Part of a data file:
++++++++++

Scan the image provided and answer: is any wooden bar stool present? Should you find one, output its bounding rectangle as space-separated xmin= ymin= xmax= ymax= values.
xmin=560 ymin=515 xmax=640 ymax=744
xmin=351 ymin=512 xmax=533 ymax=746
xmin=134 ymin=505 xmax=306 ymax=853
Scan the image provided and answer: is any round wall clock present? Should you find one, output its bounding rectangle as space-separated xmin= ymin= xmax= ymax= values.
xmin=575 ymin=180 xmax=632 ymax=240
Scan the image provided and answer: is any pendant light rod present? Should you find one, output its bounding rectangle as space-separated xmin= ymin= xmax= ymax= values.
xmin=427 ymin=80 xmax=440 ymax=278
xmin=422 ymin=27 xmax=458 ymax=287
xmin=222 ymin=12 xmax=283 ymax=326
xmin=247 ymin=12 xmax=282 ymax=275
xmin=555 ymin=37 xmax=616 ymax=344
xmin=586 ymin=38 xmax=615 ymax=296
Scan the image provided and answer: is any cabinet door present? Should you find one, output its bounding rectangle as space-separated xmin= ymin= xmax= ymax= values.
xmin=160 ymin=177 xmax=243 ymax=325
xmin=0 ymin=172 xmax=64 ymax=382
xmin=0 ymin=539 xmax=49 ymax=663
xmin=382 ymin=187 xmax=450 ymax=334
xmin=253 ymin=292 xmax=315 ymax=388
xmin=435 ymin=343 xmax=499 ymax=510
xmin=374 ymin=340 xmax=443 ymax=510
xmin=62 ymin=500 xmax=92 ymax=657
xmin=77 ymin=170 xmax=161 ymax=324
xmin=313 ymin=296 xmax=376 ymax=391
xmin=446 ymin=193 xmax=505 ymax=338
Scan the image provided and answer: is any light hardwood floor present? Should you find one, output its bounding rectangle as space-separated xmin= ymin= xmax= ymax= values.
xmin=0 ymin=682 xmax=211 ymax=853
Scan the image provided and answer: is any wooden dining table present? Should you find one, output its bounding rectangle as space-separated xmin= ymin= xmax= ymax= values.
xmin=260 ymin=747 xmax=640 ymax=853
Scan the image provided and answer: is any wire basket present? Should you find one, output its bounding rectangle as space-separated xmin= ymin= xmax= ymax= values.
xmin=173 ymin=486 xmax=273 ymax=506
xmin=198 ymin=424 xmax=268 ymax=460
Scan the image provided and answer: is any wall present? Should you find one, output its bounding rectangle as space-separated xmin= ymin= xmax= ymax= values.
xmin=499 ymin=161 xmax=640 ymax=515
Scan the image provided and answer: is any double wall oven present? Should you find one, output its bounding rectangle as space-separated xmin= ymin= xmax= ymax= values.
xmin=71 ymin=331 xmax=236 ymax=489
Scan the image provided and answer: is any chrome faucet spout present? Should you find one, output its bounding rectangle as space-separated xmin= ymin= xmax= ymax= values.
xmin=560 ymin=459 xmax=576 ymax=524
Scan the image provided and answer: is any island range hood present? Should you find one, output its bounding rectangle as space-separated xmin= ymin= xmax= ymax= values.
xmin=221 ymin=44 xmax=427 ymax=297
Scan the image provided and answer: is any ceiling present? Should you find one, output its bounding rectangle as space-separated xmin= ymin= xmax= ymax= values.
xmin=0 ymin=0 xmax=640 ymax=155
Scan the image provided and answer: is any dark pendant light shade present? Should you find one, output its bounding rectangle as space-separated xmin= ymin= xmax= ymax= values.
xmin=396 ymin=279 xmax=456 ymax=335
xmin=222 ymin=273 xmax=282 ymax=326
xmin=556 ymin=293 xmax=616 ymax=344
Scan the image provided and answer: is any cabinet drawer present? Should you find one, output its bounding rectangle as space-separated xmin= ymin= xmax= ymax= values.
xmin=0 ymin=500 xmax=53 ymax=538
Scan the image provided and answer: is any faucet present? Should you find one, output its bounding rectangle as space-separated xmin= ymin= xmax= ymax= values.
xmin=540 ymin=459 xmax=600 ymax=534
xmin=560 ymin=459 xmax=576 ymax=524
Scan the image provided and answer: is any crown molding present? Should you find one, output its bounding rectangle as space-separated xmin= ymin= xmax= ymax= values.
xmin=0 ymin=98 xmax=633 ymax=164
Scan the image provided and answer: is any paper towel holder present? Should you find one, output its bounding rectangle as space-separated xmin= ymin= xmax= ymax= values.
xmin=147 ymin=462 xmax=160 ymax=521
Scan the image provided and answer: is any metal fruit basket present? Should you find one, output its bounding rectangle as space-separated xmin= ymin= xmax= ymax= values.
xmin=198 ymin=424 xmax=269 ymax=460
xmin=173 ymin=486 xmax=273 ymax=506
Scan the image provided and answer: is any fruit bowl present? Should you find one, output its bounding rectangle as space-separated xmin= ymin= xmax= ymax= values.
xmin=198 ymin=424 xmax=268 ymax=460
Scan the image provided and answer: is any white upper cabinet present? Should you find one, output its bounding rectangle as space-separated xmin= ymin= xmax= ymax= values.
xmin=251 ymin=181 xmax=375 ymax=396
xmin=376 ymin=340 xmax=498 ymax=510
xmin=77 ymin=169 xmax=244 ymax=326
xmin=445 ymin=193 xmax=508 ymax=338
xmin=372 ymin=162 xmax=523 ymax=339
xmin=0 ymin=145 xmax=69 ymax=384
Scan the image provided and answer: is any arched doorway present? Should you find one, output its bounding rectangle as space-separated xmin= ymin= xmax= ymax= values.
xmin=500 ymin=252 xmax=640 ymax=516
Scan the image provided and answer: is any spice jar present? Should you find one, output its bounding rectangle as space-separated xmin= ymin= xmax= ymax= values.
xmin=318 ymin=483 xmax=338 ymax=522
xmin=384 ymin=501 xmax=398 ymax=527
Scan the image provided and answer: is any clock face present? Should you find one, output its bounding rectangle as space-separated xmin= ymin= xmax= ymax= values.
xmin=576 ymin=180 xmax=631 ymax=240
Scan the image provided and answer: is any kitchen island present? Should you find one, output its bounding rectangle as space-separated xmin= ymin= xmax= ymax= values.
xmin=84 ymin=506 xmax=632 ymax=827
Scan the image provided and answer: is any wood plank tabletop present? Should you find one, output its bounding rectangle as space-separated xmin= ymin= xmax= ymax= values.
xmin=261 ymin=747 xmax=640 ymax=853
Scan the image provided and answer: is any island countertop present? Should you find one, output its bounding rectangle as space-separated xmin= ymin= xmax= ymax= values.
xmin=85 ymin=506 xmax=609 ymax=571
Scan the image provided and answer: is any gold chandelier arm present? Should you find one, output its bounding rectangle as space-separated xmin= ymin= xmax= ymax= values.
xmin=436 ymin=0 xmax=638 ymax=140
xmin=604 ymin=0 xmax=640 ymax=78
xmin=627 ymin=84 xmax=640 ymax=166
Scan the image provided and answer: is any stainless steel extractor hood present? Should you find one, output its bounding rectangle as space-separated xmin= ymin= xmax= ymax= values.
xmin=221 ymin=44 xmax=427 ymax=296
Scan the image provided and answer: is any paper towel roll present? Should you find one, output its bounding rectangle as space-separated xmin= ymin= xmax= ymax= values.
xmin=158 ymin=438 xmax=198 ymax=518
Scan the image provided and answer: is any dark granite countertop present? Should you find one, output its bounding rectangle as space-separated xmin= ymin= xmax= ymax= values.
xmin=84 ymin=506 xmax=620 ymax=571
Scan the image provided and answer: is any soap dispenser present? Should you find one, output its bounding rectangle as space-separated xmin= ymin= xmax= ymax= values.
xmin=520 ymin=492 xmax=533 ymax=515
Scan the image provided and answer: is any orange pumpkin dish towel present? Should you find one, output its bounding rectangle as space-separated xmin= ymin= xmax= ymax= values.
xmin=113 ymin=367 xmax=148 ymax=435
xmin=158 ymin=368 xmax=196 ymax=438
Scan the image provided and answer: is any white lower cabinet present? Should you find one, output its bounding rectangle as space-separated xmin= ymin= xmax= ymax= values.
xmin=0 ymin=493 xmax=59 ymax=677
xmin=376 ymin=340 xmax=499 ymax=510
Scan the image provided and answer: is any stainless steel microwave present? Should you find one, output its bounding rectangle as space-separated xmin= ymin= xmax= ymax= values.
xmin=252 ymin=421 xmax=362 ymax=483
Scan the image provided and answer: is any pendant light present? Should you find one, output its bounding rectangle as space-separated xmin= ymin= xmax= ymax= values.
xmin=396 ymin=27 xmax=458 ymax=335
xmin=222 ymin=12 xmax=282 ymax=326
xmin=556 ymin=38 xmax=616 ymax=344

++++++++++

STATED GOAL: Reproduce the lines starting with the one that contains "Scan the image provided and answer: is any wooden dining" and ending with the one that contains "xmin=0 ymin=500 xmax=53 ymax=538", both included.

EXERCISE SOLUTION:
Scan the image provided and answer: is any wooden dining table present? Should you find one, output its bounding rectangle as space-separated xmin= ymin= xmax= ymax= values.
xmin=260 ymin=747 xmax=640 ymax=853
Scan the image provided and answer: is any wire basket present? Should you find one, output its bounding rectangle as space-separated xmin= ymin= xmax= ymax= values.
xmin=173 ymin=486 xmax=273 ymax=506
xmin=198 ymin=424 xmax=268 ymax=460
Scan the image provided and answer: is any wall present? Should you find one, output its bounding rectangle as space-separated xmin= ymin= xmax= ymax= values.
xmin=499 ymin=161 xmax=640 ymax=515
Scan the image provided and answer: is any double wall oven present? Should you find one, output its bounding rectangle as space-separated xmin= ymin= xmax= ymax= values.
xmin=71 ymin=331 xmax=236 ymax=489
Scan the image provided and answer: is any chrome faucet spout present? Should you find one, output its bounding rectangle as space-separated xmin= ymin= xmax= ymax= values.
xmin=560 ymin=459 xmax=576 ymax=524
Scan the image provided and answer: is any island range hood present? Should you find one, output its bounding rectangle as space-separated xmin= ymin= xmax= ymax= values.
xmin=221 ymin=44 xmax=427 ymax=297
Scan the image provided and answer: is any ceiling present? Should you find one, output its bounding rectangle as space-separated xmin= ymin= xmax= ymax= values.
xmin=0 ymin=0 xmax=640 ymax=155
Scan the image provided and answer: is any dark pendant light shade present? Should you find one, output its bounding rectangle as space-separated xmin= ymin= xmax= ymax= values.
xmin=396 ymin=279 xmax=456 ymax=335
xmin=222 ymin=273 xmax=282 ymax=326
xmin=556 ymin=293 xmax=616 ymax=344
Scan the image provided and answer: is any cabinet drawer present? Should you find one, output its bounding rectangle as space-separated xmin= ymin= xmax= ymax= values.
xmin=0 ymin=500 xmax=53 ymax=538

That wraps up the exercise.